• _Supplied information_:
>>>>>

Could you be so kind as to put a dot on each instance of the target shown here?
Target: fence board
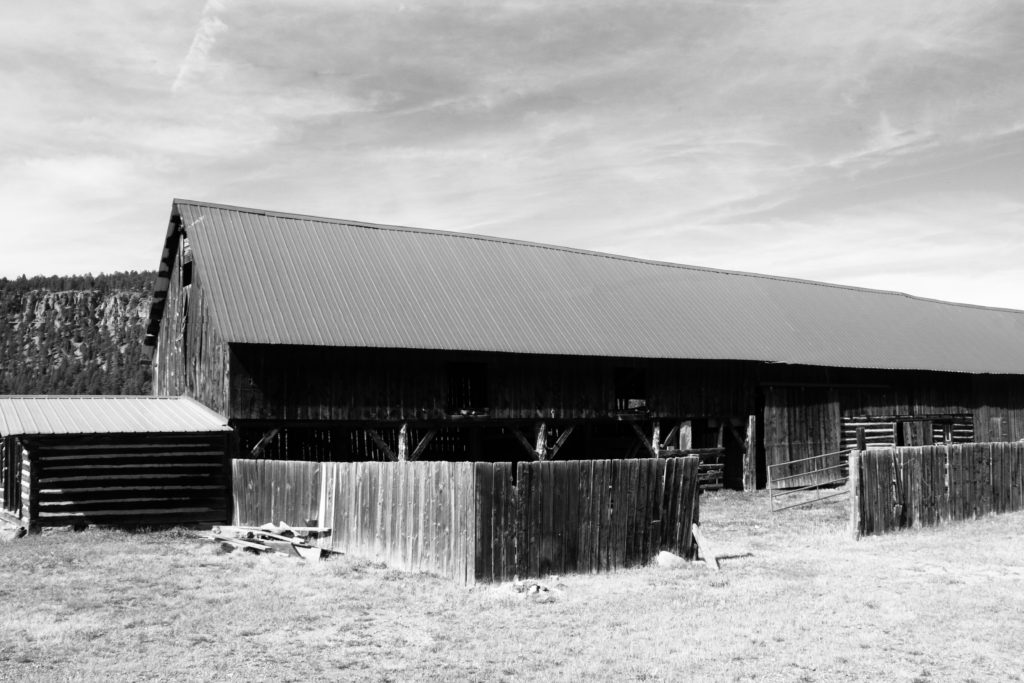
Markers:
(936, 484)
(474, 521)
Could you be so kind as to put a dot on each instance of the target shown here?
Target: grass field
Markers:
(796, 600)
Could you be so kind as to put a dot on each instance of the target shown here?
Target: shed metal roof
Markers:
(24, 416)
(284, 279)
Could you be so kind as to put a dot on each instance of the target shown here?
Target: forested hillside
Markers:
(79, 334)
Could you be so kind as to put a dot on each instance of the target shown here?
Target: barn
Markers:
(112, 460)
(336, 340)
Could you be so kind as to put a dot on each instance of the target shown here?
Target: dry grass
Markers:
(797, 600)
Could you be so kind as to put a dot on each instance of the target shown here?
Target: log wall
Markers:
(131, 480)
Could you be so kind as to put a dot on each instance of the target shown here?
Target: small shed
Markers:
(113, 460)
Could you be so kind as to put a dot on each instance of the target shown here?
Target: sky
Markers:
(872, 143)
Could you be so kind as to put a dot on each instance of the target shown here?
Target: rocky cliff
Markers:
(74, 335)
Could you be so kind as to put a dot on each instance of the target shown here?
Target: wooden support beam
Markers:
(673, 433)
(422, 445)
(751, 455)
(560, 441)
(643, 439)
(264, 441)
(403, 442)
(521, 438)
(382, 444)
(542, 441)
(686, 435)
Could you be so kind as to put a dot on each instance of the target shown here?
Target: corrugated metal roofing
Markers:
(22, 416)
(281, 279)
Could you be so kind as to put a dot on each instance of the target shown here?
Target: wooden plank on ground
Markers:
(688, 497)
(707, 553)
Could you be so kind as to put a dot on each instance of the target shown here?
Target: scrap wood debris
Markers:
(280, 540)
(534, 590)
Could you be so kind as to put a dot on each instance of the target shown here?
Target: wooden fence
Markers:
(482, 521)
(927, 485)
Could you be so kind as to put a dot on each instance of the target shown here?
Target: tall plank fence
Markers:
(482, 521)
(928, 485)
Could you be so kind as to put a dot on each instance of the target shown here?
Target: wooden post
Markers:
(403, 442)
(751, 455)
(685, 435)
(542, 441)
(854, 465)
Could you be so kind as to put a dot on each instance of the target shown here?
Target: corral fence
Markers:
(827, 471)
(482, 521)
(927, 485)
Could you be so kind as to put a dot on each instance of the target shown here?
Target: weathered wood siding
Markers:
(801, 422)
(125, 479)
(583, 516)
(306, 383)
(924, 486)
(190, 358)
(476, 521)
(275, 491)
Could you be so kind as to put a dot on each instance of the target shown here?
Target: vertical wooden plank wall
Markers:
(476, 521)
(582, 516)
(275, 491)
(928, 485)
(416, 516)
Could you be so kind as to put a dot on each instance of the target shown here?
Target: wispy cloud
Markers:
(793, 136)
(210, 26)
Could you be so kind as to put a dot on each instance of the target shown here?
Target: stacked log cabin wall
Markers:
(126, 479)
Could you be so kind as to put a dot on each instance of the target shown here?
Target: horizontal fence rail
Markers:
(927, 485)
(829, 469)
(482, 521)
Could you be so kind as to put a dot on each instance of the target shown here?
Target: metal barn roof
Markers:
(23, 416)
(283, 279)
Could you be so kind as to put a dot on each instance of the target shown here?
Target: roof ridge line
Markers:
(584, 252)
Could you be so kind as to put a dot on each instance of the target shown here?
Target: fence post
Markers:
(854, 465)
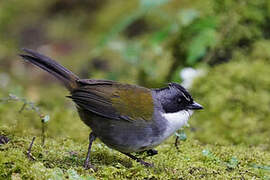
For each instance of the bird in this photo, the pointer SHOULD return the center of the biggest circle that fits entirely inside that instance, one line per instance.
(125, 117)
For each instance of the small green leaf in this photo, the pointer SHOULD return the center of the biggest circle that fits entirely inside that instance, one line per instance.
(46, 118)
(72, 174)
(187, 16)
(206, 152)
(182, 135)
(233, 163)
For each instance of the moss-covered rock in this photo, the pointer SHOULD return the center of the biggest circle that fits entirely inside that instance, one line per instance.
(236, 99)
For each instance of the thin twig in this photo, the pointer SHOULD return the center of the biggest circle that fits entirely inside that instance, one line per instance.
(22, 108)
(29, 155)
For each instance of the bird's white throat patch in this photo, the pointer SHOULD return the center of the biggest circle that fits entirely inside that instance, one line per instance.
(176, 121)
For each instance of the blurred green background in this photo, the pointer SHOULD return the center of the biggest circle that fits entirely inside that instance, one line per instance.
(145, 42)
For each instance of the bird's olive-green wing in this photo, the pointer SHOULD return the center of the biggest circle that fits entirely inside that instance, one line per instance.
(114, 100)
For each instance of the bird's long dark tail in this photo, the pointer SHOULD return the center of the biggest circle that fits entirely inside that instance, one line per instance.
(64, 75)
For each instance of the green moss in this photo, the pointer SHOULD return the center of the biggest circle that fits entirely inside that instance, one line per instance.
(64, 158)
(236, 100)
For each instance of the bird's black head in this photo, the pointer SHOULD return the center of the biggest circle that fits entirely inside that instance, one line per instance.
(175, 98)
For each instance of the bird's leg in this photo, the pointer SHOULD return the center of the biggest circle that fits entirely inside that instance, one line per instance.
(176, 142)
(151, 152)
(139, 160)
(92, 137)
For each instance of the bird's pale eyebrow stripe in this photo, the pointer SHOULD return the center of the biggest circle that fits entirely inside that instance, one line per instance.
(187, 98)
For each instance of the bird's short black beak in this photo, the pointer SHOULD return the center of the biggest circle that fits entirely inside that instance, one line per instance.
(194, 106)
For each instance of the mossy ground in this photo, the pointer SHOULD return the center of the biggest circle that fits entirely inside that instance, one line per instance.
(229, 139)
(63, 158)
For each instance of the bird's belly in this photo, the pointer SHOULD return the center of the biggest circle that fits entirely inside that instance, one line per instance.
(122, 135)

<<<<<

• _Given request_: Copy every line from the one containing "For each instance of the mossy" through the end of the records, inclusive, keeping each line as it is except for the coordinate pairs. Multiply each coordinate by 1.05 and round it to a whole number, with halves rounded up.

• _Answer to the problem_:
For each instance of the mossy ground in this photo, the pointer SHOULD return the center of the biggest circle that fits entirely inside that instance, one line per instance.
(240, 146)
(66, 166)
For each instance of the bird's belly in this photo, the pointer SHOULD return the center of the biggest circle that fits entirely inside that instance, one line per instance.
(128, 142)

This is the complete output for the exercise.